__Short task__
Which lines in the material below contain the word "button"? List each of them in full.

__Supplied information__
# # #

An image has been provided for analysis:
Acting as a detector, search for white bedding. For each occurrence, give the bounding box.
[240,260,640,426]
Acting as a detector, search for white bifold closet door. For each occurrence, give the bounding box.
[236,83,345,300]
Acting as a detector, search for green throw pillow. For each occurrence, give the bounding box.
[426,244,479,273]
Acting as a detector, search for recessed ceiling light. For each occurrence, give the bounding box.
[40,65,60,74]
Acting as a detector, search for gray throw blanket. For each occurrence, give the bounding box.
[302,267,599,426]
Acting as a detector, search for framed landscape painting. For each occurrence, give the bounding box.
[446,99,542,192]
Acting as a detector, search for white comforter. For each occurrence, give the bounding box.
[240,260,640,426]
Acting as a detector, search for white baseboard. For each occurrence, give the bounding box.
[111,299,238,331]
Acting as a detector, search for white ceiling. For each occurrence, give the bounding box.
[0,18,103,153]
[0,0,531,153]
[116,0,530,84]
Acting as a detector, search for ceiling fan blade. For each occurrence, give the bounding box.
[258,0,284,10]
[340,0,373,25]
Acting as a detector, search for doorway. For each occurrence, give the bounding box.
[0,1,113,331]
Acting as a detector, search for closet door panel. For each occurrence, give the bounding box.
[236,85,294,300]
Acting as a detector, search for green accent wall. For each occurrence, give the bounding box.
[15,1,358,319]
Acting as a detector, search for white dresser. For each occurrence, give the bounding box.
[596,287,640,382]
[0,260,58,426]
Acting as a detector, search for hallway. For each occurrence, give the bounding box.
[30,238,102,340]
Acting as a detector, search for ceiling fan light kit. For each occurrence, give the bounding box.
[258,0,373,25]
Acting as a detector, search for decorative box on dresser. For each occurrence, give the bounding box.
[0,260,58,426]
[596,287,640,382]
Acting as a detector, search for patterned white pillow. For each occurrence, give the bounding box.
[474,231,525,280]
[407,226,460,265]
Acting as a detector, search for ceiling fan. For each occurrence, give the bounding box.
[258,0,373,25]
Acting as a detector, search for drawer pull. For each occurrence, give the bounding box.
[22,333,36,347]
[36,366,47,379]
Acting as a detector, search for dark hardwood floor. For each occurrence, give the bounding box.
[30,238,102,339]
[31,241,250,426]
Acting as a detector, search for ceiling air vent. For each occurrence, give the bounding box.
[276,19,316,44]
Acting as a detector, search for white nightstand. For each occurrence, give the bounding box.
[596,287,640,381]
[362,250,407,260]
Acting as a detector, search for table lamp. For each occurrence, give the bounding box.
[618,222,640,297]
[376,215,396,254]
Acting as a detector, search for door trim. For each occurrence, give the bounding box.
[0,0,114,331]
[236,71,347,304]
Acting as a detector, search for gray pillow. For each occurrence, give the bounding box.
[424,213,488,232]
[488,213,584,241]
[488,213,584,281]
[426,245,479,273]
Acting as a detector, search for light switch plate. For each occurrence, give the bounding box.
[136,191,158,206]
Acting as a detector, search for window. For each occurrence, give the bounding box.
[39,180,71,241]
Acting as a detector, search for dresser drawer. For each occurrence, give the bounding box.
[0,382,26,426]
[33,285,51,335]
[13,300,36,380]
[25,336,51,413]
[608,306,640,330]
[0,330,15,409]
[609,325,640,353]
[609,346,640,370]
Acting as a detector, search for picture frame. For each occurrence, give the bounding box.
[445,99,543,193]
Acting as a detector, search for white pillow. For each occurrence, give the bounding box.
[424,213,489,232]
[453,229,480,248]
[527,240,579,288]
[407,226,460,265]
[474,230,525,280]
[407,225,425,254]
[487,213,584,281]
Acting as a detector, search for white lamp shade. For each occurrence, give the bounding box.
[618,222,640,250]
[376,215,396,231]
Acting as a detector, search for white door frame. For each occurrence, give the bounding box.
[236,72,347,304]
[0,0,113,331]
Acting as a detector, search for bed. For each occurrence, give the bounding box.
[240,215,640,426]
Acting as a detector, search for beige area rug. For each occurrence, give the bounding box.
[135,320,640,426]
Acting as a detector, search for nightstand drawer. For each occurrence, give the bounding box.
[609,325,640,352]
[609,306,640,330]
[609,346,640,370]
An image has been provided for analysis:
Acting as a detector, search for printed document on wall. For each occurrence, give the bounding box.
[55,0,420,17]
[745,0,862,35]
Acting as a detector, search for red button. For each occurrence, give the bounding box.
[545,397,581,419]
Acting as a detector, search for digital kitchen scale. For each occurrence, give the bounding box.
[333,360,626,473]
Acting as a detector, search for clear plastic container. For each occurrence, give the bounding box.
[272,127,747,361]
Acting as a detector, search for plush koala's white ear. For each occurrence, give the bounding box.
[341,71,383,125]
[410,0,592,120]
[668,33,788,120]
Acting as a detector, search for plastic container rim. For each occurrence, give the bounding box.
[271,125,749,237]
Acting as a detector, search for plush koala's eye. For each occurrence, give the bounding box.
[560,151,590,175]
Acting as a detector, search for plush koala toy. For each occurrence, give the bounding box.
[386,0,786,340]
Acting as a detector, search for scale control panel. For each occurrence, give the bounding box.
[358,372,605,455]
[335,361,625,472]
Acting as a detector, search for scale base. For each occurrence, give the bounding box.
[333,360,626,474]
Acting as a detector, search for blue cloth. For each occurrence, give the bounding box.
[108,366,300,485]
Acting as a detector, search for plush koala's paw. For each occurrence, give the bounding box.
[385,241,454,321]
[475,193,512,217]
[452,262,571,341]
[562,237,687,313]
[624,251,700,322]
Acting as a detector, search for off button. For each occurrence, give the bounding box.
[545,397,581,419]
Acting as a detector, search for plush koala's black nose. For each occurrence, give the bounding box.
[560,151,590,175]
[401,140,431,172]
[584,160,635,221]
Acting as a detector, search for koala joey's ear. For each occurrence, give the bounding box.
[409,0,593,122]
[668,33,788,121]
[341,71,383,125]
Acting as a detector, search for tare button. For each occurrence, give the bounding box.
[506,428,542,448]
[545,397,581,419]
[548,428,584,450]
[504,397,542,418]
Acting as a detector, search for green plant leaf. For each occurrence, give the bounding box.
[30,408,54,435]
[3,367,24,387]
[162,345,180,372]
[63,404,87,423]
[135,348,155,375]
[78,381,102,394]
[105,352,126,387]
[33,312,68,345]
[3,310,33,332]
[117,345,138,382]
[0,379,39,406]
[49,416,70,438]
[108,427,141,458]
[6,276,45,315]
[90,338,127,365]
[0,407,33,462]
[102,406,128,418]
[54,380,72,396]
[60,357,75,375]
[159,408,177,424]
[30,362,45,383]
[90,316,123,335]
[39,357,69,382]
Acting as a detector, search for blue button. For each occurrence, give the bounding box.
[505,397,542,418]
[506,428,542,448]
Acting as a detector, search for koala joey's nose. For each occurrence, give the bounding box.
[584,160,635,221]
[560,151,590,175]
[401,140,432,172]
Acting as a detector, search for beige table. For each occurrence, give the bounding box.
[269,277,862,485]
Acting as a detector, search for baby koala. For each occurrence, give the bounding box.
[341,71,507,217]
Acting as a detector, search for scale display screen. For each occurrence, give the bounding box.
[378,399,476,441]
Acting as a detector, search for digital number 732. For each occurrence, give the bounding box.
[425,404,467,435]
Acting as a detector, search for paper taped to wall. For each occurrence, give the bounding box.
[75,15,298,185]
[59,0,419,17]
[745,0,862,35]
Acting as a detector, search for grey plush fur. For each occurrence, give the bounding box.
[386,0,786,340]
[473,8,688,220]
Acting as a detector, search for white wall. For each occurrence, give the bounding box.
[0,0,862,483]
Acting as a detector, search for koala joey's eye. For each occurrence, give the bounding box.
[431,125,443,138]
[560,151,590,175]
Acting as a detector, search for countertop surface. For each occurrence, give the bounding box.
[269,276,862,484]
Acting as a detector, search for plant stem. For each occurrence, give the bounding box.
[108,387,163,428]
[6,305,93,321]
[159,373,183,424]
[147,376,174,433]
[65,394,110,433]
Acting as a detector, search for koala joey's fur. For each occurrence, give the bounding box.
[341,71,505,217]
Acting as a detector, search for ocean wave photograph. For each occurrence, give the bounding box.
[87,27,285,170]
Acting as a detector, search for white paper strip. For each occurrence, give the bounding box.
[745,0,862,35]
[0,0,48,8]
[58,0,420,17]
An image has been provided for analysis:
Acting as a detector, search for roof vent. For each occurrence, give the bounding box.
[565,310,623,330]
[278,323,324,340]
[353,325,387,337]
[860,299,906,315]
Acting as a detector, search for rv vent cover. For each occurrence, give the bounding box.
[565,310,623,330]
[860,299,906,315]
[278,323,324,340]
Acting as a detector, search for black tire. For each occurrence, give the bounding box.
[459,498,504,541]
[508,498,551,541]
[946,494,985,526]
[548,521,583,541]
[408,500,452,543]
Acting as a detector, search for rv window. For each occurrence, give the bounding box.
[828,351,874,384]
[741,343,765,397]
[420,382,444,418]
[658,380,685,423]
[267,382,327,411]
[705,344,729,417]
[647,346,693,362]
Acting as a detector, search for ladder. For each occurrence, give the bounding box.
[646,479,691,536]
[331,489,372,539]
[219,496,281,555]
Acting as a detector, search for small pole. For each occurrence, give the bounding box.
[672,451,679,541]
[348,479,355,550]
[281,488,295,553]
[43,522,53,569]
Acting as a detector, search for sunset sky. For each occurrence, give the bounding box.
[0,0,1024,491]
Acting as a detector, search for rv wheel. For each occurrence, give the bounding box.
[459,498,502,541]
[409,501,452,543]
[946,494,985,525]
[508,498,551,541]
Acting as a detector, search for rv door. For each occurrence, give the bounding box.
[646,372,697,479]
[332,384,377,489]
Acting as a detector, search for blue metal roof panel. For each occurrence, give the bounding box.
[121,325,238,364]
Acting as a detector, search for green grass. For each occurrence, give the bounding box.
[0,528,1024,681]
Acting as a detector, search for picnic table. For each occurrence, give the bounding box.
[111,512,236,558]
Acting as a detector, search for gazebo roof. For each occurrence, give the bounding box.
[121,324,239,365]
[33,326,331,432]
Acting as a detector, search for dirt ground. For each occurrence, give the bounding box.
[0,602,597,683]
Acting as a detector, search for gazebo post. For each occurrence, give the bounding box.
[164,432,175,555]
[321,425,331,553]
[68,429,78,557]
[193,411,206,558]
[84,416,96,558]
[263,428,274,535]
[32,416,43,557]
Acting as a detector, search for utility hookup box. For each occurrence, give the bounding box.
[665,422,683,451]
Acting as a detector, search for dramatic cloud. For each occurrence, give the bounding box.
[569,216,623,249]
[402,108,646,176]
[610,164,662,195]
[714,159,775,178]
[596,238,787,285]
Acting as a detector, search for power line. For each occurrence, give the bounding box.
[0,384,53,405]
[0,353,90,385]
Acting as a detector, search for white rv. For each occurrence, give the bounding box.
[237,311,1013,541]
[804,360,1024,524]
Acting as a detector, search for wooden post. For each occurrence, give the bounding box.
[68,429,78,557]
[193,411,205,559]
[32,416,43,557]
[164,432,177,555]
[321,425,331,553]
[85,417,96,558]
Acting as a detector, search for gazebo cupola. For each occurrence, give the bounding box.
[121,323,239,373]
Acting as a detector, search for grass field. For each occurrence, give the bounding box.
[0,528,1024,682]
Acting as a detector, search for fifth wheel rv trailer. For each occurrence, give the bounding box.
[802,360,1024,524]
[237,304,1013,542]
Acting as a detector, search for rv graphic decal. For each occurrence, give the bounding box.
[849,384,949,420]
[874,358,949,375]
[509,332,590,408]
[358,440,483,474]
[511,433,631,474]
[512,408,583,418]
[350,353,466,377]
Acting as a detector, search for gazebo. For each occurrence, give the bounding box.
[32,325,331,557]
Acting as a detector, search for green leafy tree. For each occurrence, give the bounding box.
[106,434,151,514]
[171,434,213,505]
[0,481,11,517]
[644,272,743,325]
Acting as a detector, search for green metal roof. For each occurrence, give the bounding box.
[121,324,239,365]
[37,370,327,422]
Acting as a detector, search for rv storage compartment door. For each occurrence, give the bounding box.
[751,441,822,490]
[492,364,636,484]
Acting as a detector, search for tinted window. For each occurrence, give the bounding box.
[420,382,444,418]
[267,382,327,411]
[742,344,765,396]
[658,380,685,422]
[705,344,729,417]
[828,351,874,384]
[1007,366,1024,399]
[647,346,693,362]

# # #

__In response__
Acting as a detector, search for red button. For each occurrence, give the bounding box.
Acting as a detector, search for off button. For each occurrence, give the bounding box.
Acting as a detector, search for tare button. For each occurrence, give the bounding box.
Acting as a detector, search for blue button. For each occurrence, give the bounding box.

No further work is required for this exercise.